▶ **Directions for this task**: Can you write out the stretch from the start of the items through the line that contains "91L256 59L0 64L0", swapping "puddle surface" for "water surface" and leaving everything else unchanged, with the pictures left out?

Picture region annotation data
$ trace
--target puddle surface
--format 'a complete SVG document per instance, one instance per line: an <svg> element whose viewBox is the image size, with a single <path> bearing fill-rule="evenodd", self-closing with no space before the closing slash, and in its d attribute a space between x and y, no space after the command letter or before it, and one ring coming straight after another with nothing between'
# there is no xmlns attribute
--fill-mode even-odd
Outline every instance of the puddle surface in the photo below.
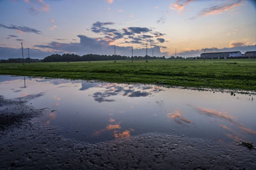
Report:
<svg viewBox="0 0 256 170"><path fill-rule="evenodd" d="M10 76L0 76L0 95L45 108L33 121L84 142L163 132L256 143L255 96Z"/></svg>

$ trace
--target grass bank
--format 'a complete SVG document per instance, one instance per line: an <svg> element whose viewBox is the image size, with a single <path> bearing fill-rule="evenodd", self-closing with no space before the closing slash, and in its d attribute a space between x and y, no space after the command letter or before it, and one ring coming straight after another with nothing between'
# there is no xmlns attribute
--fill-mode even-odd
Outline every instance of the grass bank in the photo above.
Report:
<svg viewBox="0 0 256 170"><path fill-rule="evenodd" d="M256 91L256 59L0 64L0 74Z"/></svg>

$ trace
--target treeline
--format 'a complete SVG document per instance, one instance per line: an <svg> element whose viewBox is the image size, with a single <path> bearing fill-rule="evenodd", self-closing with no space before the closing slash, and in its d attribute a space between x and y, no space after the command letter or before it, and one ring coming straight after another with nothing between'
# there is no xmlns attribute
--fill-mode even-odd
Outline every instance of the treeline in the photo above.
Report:
<svg viewBox="0 0 256 170"><path fill-rule="evenodd" d="M26 58L24 59L25 62L75 62L75 61L99 61L99 60L164 60L164 59L198 59L200 57L188 57L184 58L179 56L177 56L176 58L172 56L170 58L165 58L163 57L150 57L150 56L134 56L133 57L121 55L97 55L97 54L86 54L83 56L76 54L64 53L63 55L60 54L52 54L47 56L42 60L40 59L32 59ZM18 59L9 59L7 60L0 60L0 62L2 63L12 63L12 62L22 62L23 59L20 58Z"/></svg>
<svg viewBox="0 0 256 170"><path fill-rule="evenodd" d="M52 54L46 57L42 62L72 62L72 61L98 61L98 60L153 60L153 59L165 59L163 57L149 57L149 56L134 56L132 58L127 56L121 55L107 55L97 54L86 54L80 56L76 54L65 53L62 55L59 54Z"/></svg>
<svg viewBox="0 0 256 170"><path fill-rule="evenodd" d="M29 58L26 58L24 59L24 62L42 62L40 59L33 59ZM23 59L21 58L17 59L9 59L7 60L0 60L0 63L15 63L15 62L23 62Z"/></svg>

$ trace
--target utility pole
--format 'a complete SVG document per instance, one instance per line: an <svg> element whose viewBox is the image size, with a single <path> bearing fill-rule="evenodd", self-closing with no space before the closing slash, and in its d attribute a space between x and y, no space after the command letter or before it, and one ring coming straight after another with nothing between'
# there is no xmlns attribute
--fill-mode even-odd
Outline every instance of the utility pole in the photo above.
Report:
<svg viewBox="0 0 256 170"><path fill-rule="evenodd" d="M205 62L205 53L206 53L206 48L204 48L204 53L205 53L205 57L204 57L204 62Z"/></svg>
<svg viewBox="0 0 256 170"><path fill-rule="evenodd" d="M132 62L133 62L133 46L132 46Z"/></svg>
<svg viewBox="0 0 256 170"><path fill-rule="evenodd" d="M22 62L23 62L23 66L24 66L24 64L23 46L22 46L23 43L20 43L20 44L21 44L21 52L22 53Z"/></svg>
<svg viewBox="0 0 256 170"><path fill-rule="evenodd" d="M29 48L28 48L28 63L30 64Z"/></svg>
<svg viewBox="0 0 256 170"><path fill-rule="evenodd" d="M116 62L116 45L115 45L114 46L115 46L115 48L114 48L115 49L114 50L115 50L115 62Z"/></svg>
<svg viewBox="0 0 256 170"><path fill-rule="evenodd" d="M146 62L148 62L148 44L146 45Z"/></svg>

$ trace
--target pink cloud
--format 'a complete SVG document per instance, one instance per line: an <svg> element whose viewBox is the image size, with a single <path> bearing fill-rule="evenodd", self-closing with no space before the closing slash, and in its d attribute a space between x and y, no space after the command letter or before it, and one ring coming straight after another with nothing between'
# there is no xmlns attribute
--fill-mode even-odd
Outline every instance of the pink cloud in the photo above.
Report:
<svg viewBox="0 0 256 170"><path fill-rule="evenodd" d="M108 3L111 4L114 2L114 0L107 0Z"/></svg>
<svg viewBox="0 0 256 170"><path fill-rule="evenodd" d="M186 5L188 5L189 3L195 1L195 0L176 0L176 2L174 4L170 4L170 9L177 10L179 12L180 12Z"/></svg>
<svg viewBox="0 0 256 170"><path fill-rule="evenodd" d="M243 5L240 3L241 1L242 0L228 1L223 4L207 8L201 11L197 16L190 18L190 19L195 19L198 17L221 14L227 11L234 11L237 9L236 7Z"/></svg>

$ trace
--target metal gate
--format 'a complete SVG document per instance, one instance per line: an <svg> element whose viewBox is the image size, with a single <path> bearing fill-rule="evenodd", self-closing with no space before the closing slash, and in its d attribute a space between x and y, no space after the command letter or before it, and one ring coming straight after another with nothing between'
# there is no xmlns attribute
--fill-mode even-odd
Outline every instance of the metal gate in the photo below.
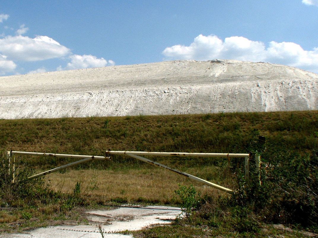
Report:
<svg viewBox="0 0 318 238"><path fill-rule="evenodd" d="M67 155L65 154L53 154L51 153L39 153L35 152L26 152L25 151L7 151L7 156L9 160L9 174L11 176L12 182L15 182L15 155L19 155L38 156L49 156L59 158L70 158L74 159L80 159L75 162L73 162L58 167L54 169L48 170L42 173L29 177L28 178L31 179L43 176L56 171L63 169L68 167L83 163L88 162L94 160L110 160L111 155L125 155L141 160L153 165L158 166L166 169L179 174L186 176L190 179L194 180L202 183L217 189L225 192L228 193L234 194L234 191L229 188L213 183L208 181L198 178L190 174L180 171L177 169L170 168L156 162L147 159L143 156L147 155L156 156L174 156L183 157L223 157L227 158L240 158L244 159L245 163L245 179L248 184L250 181L249 163L250 161L255 160L255 172L258 175L258 179L260 182L260 174L259 168L260 166L260 158L259 155L255 155L253 158L251 153L249 154L231 154L224 153L187 153L176 152L148 152L146 151L114 151L108 150L106 152L106 156L95 156L93 155ZM141 156L142 155L142 156Z"/></svg>

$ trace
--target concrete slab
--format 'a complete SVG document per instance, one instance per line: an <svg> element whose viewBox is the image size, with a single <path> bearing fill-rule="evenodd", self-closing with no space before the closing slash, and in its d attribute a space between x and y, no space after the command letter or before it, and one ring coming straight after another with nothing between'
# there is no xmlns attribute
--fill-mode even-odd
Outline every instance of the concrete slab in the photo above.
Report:
<svg viewBox="0 0 318 238"><path fill-rule="evenodd" d="M100 225L105 237L131 237L132 236L116 234L123 231L138 230L156 224L167 224L179 215L179 208L165 206L124 206L113 210L93 210L85 212L88 225L57 226L39 228L23 233L1 234L3 237L101 237L98 229Z"/></svg>

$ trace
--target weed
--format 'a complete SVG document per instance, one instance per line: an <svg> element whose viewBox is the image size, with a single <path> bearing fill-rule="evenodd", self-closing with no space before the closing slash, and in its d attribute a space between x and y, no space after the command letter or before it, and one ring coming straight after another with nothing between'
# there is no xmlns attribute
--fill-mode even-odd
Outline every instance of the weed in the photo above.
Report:
<svg viewBox="0 0 318 238"><path fill-rule="evenodd" d="M98 231L99 232L102 238L104 238L104 237L105 231L104 230L104 229L102 228L101 226L100 225L100 224L98 224Z"/></svg>
<svg viewBox="0 0 318 238"><path fill-rule="evenodd" d="M200 195L192 185L187 188L178 184L179 188L175 191L181 199L181 208L187 218L191 216L193 211L198 208L200 201Z"/></svg>

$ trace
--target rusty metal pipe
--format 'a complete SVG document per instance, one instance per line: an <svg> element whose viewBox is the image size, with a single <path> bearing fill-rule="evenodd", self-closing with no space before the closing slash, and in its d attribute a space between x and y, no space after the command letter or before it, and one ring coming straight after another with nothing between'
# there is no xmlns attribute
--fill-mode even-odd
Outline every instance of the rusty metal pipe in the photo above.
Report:
<svg viewBox="0 0 318 238"><path fill-rule="evenodd" d="M37 156L50 156L59 158L71 158L74 159L86 159L90 158L92 159L105 160L109 159L108 157L104 156L95 156L94 155L67 155L63 154L53 154L52 153L38 153L36 152L26 152L24 151L12 151L12 155L36 155Z"/></svg>
<svg viewBox="0 0 318 238"><path fill-rule="evenodd" d="M106 159L107 158L109 159L109 157L105 157L105 159ZM75 161L75 162L73 162L72 163L70 163L69 164L66 164L64 165L62 165L62 166L60 166L59 167L58 167L57 168L55 168L55 169L52 169L48 170L47 171L45 171L45 172L43 172L42 173L40 173L39 174L38 174L33 175L32 176L30 176L28 178L28 179L32 179L38 178L39 177L41 177L41 176L43 176L44 175L46 175L47 174L51 174L51 173L53 173L53 172L55 172L56 171L58 171L59 170L63 169L66 169L66 168L70 167L71 166L73 166L73 165L76 165L77 164L81 164L82 163L85 163L86 162L90 161L93 160L93 159L94 159L94 158L92 158L91 156L89 158L86 158L85 159L83 159L82 160L79 160L78 161Z"/></svg>
<svg viewBox="0 0 318 238"><path fill-rule="evenodd" d="M136 155L156 155L157 156L177 156L182 157L222 157L223 158L245 158L248 154L230 154L227 153L186 153L179 152L147 152L146 151L114 151L106 152L107 155L124 155L127 154Z"/></svg>
<svg viewBox="0 0 318 238"><path fill-rule="evenodd" d="M170 168L167 166L166 166L163 164L161 164L157 163L156 162L155 162L154 161L153 161L150 160L146 159L145 158L144 158L143 157L142 157L141 156L136 155L134 155L132 154L130 154L129 153L126 153L126 155L128 155L128 156L132 157L133 158L134 158L135 159L137 159L137 160L141 160L142 161L143 161L144 162L145 162L146 163L148 163L150 164L152 164L153 165L157 165L157 166L158 166L160 167L161 167L162 168L164 168L164 169L169 169L171 171L173 171L174 172L176 173L179 174L187 177L190 179L192 179L193 180L195 180L195 181L200 182L201 183L206 184L206 185L213 187L213 188L218 189L220 190L221 190L223 191L224 191L224 192L226 192L228 193L230 193L231 194L234 194L234 191L230 189L229 189L229 188L225 188L224 187L222 187L222 186L220 186L220 185L218 185L218 184L216 184L215 183L211 183L211 182L209 182L208 181L205 180L204 179L202 179L201 178L198 178L197 177L196 177L195 176L191 175L190 174L187 174L187 173L184 173L184 172L181 172L181 171L178 170L177 169L174 169Z"/></svg>

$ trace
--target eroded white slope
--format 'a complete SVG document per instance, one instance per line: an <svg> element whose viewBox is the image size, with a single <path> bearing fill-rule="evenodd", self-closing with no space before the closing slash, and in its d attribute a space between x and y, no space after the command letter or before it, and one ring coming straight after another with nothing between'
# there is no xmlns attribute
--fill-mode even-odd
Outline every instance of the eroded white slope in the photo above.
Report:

▶ **Answer in full**:
$ trace
--target water surface
--format 'a complete SVG document per instance, one instance per line: an <svg> element whose viewBox is the image size, with a single <path> bearing fill-rule="evenodd", self-closing with no space before the closing slash, and in its d attribute a space between x and y, no space after the command letter or before it, and one ring coming straight after another with nothing between'
# there is no xmlns attribute
--fill-mode even-odd
Outline every instance of the water surface in the photo below.
Report:
<svg viewBox="0 0 256 170"><path fill-rule="evenodd" d="M10 76L0 76L0 95L45 108L33 121L84 142L163 132L256 143L255 96Z"/></svg>

$ trace
--target grass bank
--format 'a complete SVG document per instance, one instance per line: an <svg> element whose viewBox is the image size, with a single <path> bearing fill-rule="evenodd", self-closing with no space before the closing slash, and in its d attribute a space between x and y, no space after the command letter or before it, and one ring coming straight after another with nothing between'
# there is no xmlns attribute
--fill-mode even-odd
Outline every instance of the grass bank in the photo above.
Report:
<svg viewBox="0 0 256 170"><path fill-rule="evenodd" d="M256 91L256 59L0 64L0 74Z"/></svg>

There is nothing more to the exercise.